Common Problems with Breastfeeding
Breastfeeding shouldn't be painful, so if your nipples hurt when you nurse, slide your finger into the corner of your baby's mouth until their tongue releases, and take your nipple out. Try feeding again, making sure your baby is properly latched on (see How Do I Know If My Baby Is Getting Enough Milk for advice on how to tell if they're latched on correctly). If your nipples bleed or become cracked and sore, seek help from a breastfeeding supporter as not latching on is a common cause of bleeding nipples (ask your health visitor or local clinic for details on how to contact them). Cracked or bleeding nipples often get worse if they're not treated.
As well as seeking help to ensure your baby is latching on correctly, you should treat cracked nipples by rubbing a few drops of breast milk into them after each feed, and then smearing lanolin cream or white soft paraffin into the cracks to prevent scabs. Let your breasts air dry before putting on a cotton bra, and change nursing pads often. You don't need to stop breastfeeding, as suddenly stopping breastfeeding can then lead to engorgement and blocked ducts. Nipple shields are also available, they are small teats that you place over your nipple and your baby is able to feed through them. By receiving help from breastfeeding counsellors and treating cracked nipples, you'll be able to continue breastfeeding in comfort.
Blocked ducts can occur when your breast isn't drained properly, as the milk builds up in your breast tissue, creating hard lumps which obstruct the flow of milk. Blocked ducts can also be caused or worsened by wearing a bra that's too tight, so use a bra fitting service and get a nursing bra that's fitted correctly. Other causes of blocked ducts include a blow to the breast and skipping feeds. To avoid blocked ducts, make sure your baby is properly latched on, so that they drain the whole breast. Try not to miss feeds, but if you do, make sure you express your milk instead. Blocked ducts can lead to mastitis if not treated, so use these tips to treat blocked ducts:
- Before you feed your baby, put a warm flannel on your breasts to stimulate your milk ducts, or take a warm bath or shower.
- Feed your baby from your sore breast first, and offer your baby your breast more often.
- If your breasts still feel full after nursing your baby, express some milk until your breasts feel empty.
- If your breasts are painful, take paracetamol or ibuprofen to relieve pain.
- Encourage your milk to flow from your milk ducts by massaging your breasts with your fingertips in a forwards motion towards your nipple when your baby is feeding.

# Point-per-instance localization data
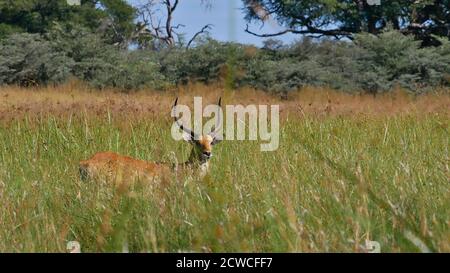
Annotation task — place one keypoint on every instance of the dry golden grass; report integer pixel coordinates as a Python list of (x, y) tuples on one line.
[(349, 168), (75, 98)]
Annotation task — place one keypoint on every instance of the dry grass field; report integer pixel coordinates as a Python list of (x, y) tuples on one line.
[(349, 168)]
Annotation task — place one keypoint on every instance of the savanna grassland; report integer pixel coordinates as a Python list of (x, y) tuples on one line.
[(349, 168)]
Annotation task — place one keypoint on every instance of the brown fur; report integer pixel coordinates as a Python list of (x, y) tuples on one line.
[(121, 169)]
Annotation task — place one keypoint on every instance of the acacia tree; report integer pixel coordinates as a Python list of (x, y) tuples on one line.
[(344, 18), (111, 18), (155, 27)]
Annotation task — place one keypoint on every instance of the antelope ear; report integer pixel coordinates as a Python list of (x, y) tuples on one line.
[(216, 140), (188, 138)]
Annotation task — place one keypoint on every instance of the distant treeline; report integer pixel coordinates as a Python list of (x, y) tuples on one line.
[(369, 63)]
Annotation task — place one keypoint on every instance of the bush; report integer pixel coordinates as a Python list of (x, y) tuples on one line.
[(28, 59), (392, 59), (370, 63)]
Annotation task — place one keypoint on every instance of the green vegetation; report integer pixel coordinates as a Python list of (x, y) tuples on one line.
[(372, 63), (333, 183)]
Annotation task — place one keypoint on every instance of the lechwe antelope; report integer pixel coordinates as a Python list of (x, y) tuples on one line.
[(126, 169)]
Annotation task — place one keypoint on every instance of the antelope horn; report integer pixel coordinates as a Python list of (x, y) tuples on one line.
[(193, 135), (218, 124)]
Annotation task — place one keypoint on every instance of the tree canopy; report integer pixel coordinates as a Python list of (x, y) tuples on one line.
[(344, 18), (114, 17)]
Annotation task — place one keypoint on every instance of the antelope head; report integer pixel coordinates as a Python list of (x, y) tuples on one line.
[(202, 144)]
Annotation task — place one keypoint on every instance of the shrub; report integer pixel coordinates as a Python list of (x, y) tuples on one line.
[(28, 59)]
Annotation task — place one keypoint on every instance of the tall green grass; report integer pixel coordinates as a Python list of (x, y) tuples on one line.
[(334, 183)]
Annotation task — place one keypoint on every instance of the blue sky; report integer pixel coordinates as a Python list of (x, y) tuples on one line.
[(227, 18)]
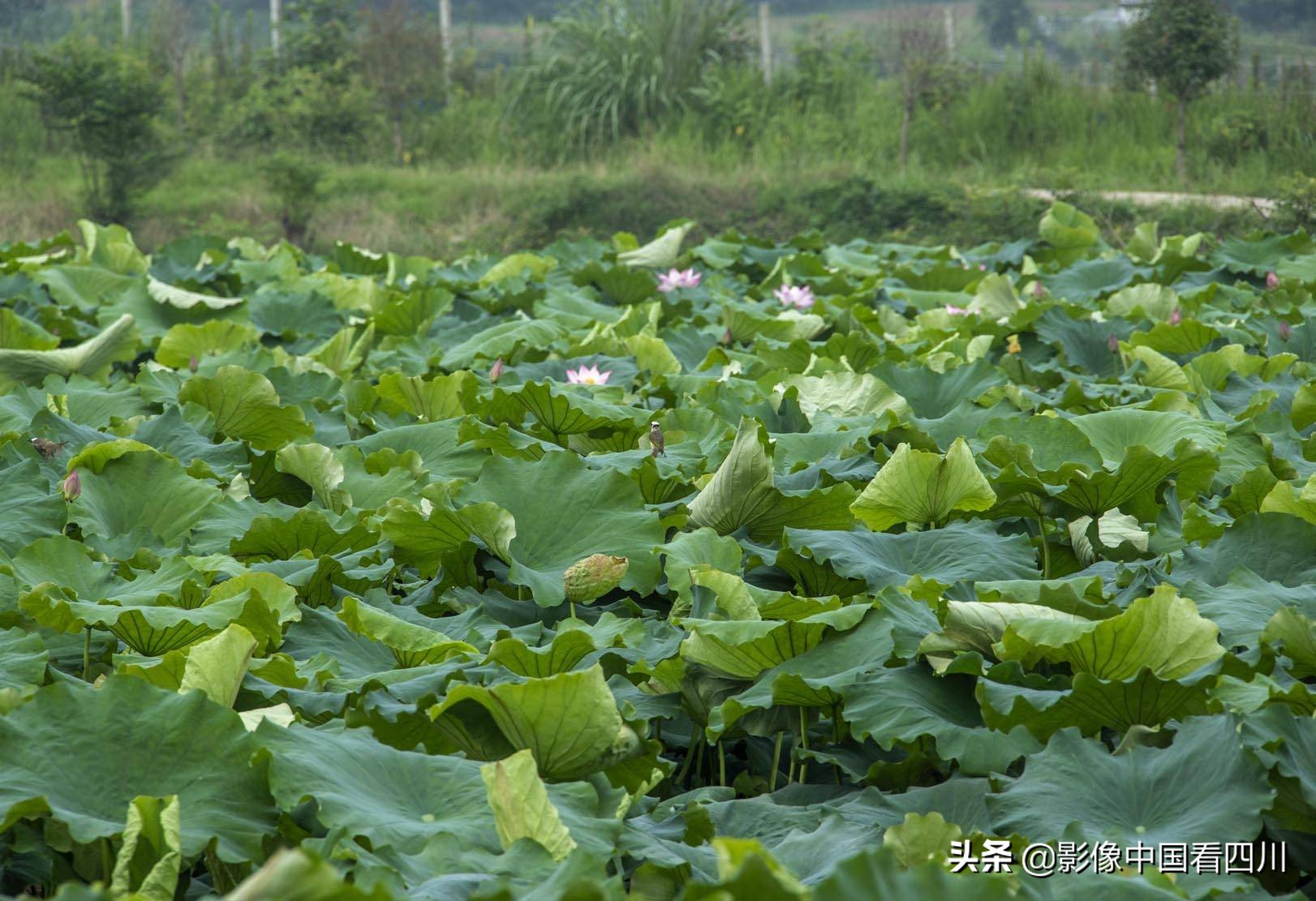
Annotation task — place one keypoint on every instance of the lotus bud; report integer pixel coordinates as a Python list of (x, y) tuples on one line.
[(594, 577), (71, 487)]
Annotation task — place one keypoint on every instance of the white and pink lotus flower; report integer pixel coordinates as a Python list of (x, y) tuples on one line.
[(800, 296), (587, 375), (674, 279)]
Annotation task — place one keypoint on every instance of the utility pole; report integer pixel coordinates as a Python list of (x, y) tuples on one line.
[(275, 17), (445, 40)]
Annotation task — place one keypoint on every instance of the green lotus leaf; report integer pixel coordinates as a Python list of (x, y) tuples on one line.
[(412, 645), (522, 805), (920, 487), (184, 298), (908, 702), (564, 512), (429, 400), (376, 792), (114, 508), (215, 666), (879, 873), (153, 629), (91, 358), (188, 341), (31, 507), (135, 740), (746, 647), (1069, 230), (569, 721), (660, 253), (245, 405), (316, 466), (1203, 786), (1093, 704), (150, 859), (962, 551), (742, 495), (845, 395), (1163, 633), (24, 666)]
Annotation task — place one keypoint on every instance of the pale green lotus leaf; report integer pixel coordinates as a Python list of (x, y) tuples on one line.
[(522, 805), (150, 858), (922, 487), (1163, 633)]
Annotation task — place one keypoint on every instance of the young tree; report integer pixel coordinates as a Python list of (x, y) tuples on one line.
[(922, 63), (400, 55), (107, 101), (1182, 46), (1004, 19)]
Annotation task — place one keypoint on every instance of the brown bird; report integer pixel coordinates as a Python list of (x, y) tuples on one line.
[(656, 441), (46, 448)]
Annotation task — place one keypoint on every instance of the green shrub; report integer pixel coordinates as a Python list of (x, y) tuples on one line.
[(107, 101)]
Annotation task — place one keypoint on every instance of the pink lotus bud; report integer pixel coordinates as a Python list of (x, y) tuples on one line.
[(71, 487)]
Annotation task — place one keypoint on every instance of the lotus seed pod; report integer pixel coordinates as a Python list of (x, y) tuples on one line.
[(594, 577)]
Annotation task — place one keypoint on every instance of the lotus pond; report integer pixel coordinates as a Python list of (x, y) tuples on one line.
[(721, 570)]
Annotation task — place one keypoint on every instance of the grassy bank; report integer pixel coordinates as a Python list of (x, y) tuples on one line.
[(453, 211)]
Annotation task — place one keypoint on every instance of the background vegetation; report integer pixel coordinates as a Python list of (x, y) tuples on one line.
[(623, 114)]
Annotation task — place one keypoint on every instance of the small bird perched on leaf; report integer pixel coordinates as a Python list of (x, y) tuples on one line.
[(46, 448), (658, 446)]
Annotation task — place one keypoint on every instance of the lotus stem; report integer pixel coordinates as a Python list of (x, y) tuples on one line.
[(804, 746), (776, 763), (690, 754), (1047, 551)]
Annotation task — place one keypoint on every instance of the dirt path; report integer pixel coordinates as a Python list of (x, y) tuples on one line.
[(1262, 205)]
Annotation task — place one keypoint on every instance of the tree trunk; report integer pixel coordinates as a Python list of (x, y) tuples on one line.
[(907, 114), (181, 88), (1180, 167)]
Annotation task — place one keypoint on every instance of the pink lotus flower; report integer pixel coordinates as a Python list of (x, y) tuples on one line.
[(587, 375), (71, 487), (673, 279), (800, 296)]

# EXERCISE
Could you rewrite the paragraph beginning "As well as seeking help to ensure your baby is latching on correctly" in the breastfeeding text as a short bulleted list that keeps its main facts?

# ANSWER BELOW
- Get help making sure the baby latches on correctly.
- After each feed, rub a few drops of breast milk into cracked nipples. Then smear lanolin cream or white soft paraffin into the cracks to prevent scabs.
- Let the breasts air dry before putting on a cotton bra, and change nursing pads often.
- Keep breastfeeding, because stopping suddenly can lead to engorgement and blocked ducts.
- Nipple shields are an option. They are small teats placed over the nipple that the baby can feed through.
- With help from breastfeeding counselors and treatment of cracked nipples, breastfeeding can continue in comfort.